- Task description -
Pick out each line in the records below that contains the word "plate", and copy those lines in full.

- Materials provided -
┄┄┄┄┄┄┄┄┄┄┄┄┄┄┄┄┄┄┄┄

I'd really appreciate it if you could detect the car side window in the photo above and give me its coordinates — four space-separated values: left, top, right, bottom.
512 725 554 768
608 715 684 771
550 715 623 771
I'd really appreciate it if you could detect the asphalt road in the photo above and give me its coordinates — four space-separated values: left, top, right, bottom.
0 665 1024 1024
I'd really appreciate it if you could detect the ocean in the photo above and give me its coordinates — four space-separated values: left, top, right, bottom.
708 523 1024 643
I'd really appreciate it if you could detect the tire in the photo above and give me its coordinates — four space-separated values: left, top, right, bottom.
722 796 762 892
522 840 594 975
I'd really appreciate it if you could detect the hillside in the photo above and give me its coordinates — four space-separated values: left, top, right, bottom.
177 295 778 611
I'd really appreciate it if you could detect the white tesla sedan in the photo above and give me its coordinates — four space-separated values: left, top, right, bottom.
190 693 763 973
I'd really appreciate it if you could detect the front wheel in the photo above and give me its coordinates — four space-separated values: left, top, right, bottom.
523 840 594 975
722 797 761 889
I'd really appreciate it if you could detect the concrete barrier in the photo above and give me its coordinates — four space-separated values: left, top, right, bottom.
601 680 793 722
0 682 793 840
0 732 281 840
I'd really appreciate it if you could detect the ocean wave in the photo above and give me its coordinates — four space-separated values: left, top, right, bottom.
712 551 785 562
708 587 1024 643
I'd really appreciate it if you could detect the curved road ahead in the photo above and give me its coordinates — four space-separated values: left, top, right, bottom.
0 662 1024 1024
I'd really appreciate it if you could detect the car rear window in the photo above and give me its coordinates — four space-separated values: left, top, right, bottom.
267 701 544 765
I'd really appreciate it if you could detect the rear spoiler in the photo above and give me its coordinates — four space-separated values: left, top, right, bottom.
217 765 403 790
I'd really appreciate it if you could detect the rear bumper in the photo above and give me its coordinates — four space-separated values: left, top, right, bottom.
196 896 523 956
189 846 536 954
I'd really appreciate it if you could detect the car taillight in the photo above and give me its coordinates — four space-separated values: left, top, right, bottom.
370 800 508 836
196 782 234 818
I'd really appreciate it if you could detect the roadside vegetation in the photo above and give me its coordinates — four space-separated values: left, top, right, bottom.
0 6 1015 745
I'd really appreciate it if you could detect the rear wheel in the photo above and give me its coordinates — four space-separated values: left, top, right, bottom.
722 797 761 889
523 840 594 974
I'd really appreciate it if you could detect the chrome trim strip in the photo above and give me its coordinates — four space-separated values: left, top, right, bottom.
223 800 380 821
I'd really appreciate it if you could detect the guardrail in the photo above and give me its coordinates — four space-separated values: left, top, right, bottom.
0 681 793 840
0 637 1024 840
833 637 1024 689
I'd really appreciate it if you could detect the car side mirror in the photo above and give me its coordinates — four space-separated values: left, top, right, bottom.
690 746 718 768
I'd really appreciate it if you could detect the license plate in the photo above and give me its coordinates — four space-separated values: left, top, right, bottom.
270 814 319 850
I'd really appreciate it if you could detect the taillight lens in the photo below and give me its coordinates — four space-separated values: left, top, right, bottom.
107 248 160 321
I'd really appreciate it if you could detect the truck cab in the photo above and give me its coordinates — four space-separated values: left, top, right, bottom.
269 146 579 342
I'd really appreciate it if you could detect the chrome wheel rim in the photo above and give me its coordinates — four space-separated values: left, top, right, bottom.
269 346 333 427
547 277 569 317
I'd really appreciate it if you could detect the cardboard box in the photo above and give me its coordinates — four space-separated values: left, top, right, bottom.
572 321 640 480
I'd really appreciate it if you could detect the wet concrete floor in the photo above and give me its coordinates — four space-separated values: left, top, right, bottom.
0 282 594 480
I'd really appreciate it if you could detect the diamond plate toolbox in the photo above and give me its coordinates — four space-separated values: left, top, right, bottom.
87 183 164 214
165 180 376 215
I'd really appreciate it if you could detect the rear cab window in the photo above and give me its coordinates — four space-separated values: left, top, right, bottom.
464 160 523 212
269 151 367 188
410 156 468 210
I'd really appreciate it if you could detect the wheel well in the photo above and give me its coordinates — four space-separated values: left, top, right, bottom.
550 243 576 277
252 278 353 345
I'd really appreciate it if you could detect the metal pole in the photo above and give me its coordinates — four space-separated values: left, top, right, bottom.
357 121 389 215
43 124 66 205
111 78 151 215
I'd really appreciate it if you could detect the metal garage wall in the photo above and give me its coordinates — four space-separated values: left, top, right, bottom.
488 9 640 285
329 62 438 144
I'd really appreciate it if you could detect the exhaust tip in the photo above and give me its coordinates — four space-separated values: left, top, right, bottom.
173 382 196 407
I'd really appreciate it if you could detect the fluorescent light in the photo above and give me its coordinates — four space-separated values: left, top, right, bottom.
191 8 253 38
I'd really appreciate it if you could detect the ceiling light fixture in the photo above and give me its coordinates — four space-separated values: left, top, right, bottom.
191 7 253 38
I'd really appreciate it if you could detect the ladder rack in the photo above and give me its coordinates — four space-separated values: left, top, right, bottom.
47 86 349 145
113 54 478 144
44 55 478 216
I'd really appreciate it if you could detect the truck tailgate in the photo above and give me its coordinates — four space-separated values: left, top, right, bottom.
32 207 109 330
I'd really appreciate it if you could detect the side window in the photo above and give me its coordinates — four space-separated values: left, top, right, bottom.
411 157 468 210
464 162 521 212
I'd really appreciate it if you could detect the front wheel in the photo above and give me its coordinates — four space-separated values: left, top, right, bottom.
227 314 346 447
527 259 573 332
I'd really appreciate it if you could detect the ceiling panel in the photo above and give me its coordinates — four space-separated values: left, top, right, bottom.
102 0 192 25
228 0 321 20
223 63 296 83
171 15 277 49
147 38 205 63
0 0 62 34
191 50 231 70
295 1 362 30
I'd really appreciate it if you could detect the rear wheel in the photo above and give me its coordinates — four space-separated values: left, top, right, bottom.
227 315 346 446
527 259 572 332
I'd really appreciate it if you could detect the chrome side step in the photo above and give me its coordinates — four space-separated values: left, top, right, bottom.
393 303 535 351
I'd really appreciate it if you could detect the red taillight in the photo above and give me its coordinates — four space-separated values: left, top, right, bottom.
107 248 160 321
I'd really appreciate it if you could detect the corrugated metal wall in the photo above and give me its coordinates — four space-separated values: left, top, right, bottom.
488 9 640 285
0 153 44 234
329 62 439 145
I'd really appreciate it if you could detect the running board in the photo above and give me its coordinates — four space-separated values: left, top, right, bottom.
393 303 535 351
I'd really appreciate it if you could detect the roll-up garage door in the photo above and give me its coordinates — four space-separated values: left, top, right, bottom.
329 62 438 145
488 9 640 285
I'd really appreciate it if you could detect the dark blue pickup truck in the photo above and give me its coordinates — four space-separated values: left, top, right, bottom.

┄┄┄┄┄┄┄┄┄┄┄┄┄┄┄┄┄┄┄┄

- The response -
I'd really appreciate it if you could detect the license plate in the photo above and give me its coordinates — four space-separated values: left, top, right, bottom.
I'd really appreciate it if you could detect the diamond plate toolbox in the photo above and give me its coordinates — four space-separated values: left, top, right, bottom.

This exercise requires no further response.